*Written request*: Reproduce the records below word for word, starting at the line containing "Would you point out the grassy" and continuing down through the line containing "Would you point out the shaded", with both of those lines included and nothing else.
━━━ Material shown ━━━
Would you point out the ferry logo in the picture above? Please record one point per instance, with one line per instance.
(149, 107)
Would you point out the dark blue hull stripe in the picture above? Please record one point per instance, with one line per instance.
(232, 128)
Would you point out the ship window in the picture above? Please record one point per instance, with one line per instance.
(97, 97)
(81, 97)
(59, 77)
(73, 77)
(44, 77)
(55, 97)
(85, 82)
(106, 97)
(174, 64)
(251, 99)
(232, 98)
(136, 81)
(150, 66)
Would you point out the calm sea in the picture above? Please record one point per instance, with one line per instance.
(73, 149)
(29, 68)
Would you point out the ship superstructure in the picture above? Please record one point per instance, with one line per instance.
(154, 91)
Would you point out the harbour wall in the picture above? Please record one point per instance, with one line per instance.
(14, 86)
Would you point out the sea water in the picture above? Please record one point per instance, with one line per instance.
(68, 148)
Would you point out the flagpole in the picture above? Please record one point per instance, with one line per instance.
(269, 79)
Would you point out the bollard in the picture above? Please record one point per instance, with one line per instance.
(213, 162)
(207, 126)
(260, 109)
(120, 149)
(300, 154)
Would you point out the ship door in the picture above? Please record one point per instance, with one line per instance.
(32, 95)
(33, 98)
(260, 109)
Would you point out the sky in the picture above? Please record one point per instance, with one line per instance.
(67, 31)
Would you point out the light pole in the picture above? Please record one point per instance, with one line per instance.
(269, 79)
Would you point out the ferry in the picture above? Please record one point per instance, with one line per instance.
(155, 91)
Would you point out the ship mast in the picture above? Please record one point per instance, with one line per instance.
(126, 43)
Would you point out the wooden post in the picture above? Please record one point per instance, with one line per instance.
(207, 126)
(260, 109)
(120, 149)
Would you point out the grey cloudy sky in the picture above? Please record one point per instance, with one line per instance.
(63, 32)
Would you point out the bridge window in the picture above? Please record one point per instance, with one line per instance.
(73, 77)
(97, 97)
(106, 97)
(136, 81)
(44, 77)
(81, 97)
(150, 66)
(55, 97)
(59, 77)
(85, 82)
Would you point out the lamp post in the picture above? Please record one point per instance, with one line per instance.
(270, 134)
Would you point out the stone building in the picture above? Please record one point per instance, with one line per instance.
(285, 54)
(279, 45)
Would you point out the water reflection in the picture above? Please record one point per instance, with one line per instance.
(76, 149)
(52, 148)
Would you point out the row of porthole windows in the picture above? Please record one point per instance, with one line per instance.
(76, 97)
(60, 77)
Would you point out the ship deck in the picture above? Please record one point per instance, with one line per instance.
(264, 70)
━━━
━━━ Material shown ━━━
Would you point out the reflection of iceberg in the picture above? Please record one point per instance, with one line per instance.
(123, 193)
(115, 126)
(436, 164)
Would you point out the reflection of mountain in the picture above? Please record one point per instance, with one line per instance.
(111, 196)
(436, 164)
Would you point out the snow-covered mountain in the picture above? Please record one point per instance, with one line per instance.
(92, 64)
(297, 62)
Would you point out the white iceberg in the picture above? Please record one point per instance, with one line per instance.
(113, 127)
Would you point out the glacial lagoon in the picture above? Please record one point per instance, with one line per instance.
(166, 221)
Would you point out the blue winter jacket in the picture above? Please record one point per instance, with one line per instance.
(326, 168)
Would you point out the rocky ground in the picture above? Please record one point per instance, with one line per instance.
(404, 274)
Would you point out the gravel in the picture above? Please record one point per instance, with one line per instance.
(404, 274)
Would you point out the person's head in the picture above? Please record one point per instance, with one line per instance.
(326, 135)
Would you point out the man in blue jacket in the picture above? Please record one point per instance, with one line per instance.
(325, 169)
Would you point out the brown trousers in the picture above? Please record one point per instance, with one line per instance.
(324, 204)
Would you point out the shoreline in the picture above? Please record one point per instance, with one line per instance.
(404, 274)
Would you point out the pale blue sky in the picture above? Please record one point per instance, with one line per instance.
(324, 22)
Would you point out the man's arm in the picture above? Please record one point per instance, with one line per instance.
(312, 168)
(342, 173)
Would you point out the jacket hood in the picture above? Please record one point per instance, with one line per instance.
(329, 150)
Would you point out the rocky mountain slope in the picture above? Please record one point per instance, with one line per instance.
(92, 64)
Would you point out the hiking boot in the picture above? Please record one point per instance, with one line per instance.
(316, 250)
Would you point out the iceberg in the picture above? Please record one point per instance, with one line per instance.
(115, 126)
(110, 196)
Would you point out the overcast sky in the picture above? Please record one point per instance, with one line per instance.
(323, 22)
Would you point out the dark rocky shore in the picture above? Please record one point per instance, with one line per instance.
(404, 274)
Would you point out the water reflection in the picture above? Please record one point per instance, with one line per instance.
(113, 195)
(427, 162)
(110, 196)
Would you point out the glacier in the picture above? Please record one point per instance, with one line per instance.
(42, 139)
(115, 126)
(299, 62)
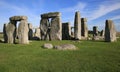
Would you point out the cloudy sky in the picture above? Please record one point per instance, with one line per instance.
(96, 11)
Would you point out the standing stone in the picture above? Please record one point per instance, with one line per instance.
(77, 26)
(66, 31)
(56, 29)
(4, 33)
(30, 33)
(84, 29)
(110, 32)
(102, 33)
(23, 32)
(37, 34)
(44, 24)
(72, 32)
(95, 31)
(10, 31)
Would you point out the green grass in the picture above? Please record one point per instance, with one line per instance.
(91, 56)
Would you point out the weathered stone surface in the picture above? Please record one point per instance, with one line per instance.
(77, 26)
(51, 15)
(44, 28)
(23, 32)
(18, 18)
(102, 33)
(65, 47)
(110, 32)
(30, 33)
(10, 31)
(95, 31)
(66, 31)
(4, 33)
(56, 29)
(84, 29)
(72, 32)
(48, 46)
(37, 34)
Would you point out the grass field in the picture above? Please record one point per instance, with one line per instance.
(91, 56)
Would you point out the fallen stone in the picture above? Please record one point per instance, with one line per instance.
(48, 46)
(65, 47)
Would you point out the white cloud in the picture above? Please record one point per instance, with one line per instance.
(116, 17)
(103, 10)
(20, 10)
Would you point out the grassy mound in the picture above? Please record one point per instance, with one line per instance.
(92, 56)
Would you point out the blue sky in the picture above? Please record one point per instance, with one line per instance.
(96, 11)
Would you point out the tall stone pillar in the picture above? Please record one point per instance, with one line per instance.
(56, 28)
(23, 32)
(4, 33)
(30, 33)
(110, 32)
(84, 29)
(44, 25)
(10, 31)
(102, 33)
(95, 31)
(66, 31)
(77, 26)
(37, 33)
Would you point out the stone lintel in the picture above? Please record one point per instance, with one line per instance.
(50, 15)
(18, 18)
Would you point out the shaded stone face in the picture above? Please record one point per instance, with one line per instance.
━━━
*Correct result*:
Would you point out the grassy mound in the picture above? Please record one point per instance, with one line per instance.
(92, 56)
Would you point out the blue sky in the picture above? Please record one point per instance, with one line per instance.
(96, 11)
Would you point out the tall stone pillar in the picture above? Please record one point per instance, with one line per instance.
(56, 28)
(23, 32)
(4, 33)
(30, 33)
(110, 32)
(84, 29)
(44, 25)
(10, 31)
(102, 33)
(95, 31)
(66, 31)
(77, 26)
(37, 33)
Would you point out the stone lintel in the picture above? Please record one point per instance, with one line per instance.
(50, 15)
(18, 18)
Would you point out the shaded stone face in the picture above? Please record one point per instance, with one line per instance.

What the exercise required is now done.